To summarize, the proposed state-space model is given by:

$$\begin{aligned} p(t)&=g_t\cdot p(t-1)+\xi _t \nonumber \\ q_t&=p(t)+\zeta _t. \end{aligned}$$
(11)

Since both the process and the observation models are linear, a standard Kalman filter can be applied for recursively solving (11). The Kalman filter recursion takes the following form:

$$\begin{aligned} \hat{p}(t|t-1)&=g_t\cdot \hat{p}(t-1|t-1) \nonumber \\ \gamma (t|t-1)&=g^2_t\gamma (t-1|t-1)+\sigma ^2_\xi \nonumber \\ \hat{p}(t|t)&=\hat{p}(t|t-1)+\kappa (t)\left( q_t-\hat{p}(t|t-1)\right) \nonumber \\ \gamma (t|t)&=\left( 1-\kappa (t)\right) \gamma (t|t-1) \end{aligned}$$
(12)

where \(\gamma (t|t-1)\) is the predicted covariance, \(\gamma (t|t)\) is the posteriori covariance, and \(\kappa (t)\) is the Kalman gain, defined as:

$$\begin{aligned} \kappa (t)=\frac{\gamma (t|t-1)}{\gamma (t|t-1)+\sigma ^2_\zeta }. \end{aligned}$$
(13)

Note that the measurements of the moving source, accumulated through run-time, can be considered as additional unlabelled data. Thus, the current measurements can be used to update the manifold-based covariance terms in (7) and (9). An efficient recursive adaptation for the MMGP was presented in [11].

Fig. 1.
figure 1

Room setup: the blue x-marks denote the microphones and the red asterisks denote the labelled samples. (Color figure online)

5 Experimental Study

We conducted a simulation of a 2-D tracking of a moving source. We simulated a \(5.2\times 6.2\times 3\) room with 4 pairs of microphones mounted next to the room walls, using an efficient implementation [8] of the image method [1]. All the measurements were confined to a \(2\times 2\) m rectangular region, at a fixed height of 2 m (the same height of all the microphones). We generated a training set with \(n_L=36\) labelled samples, without additional unlabelled samples (\(n_U=0\)). The labelled samples form a fixed grid with resolution of 0.4 m, and were generated using 10 s long speech signals. The room setup is presented in Fig. 1.

> **Complete the following**:
1: According to the tracking excerpt, why can a standard Kalman filter be used to solve the proposed state-space model recursively?
2: In the tracking excerpt, how many labelled samples make up the training set generated for the simulation?
Rely solely on the tracking excerpt when responding.

> **Record set**:
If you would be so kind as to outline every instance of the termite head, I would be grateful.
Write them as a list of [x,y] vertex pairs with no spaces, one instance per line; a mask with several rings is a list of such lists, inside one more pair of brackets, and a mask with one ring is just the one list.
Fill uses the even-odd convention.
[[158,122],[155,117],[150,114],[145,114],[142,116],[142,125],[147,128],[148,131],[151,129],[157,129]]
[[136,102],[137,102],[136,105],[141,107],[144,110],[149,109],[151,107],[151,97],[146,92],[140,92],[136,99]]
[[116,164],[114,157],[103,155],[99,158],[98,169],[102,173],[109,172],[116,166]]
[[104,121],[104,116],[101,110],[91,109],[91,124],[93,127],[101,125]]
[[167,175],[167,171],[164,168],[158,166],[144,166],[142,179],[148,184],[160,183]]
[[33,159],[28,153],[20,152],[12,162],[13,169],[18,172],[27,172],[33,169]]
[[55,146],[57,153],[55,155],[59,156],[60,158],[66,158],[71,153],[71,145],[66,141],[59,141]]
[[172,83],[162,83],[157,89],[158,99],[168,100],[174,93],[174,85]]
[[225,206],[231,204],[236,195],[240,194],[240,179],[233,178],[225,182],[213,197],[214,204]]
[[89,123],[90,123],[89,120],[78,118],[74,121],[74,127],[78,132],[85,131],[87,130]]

> **Task-by-task outputs**:
1: A standard Kalman filter can be applied because both the process model and the observation model are linear.

2: The training set has 36 labelled samples.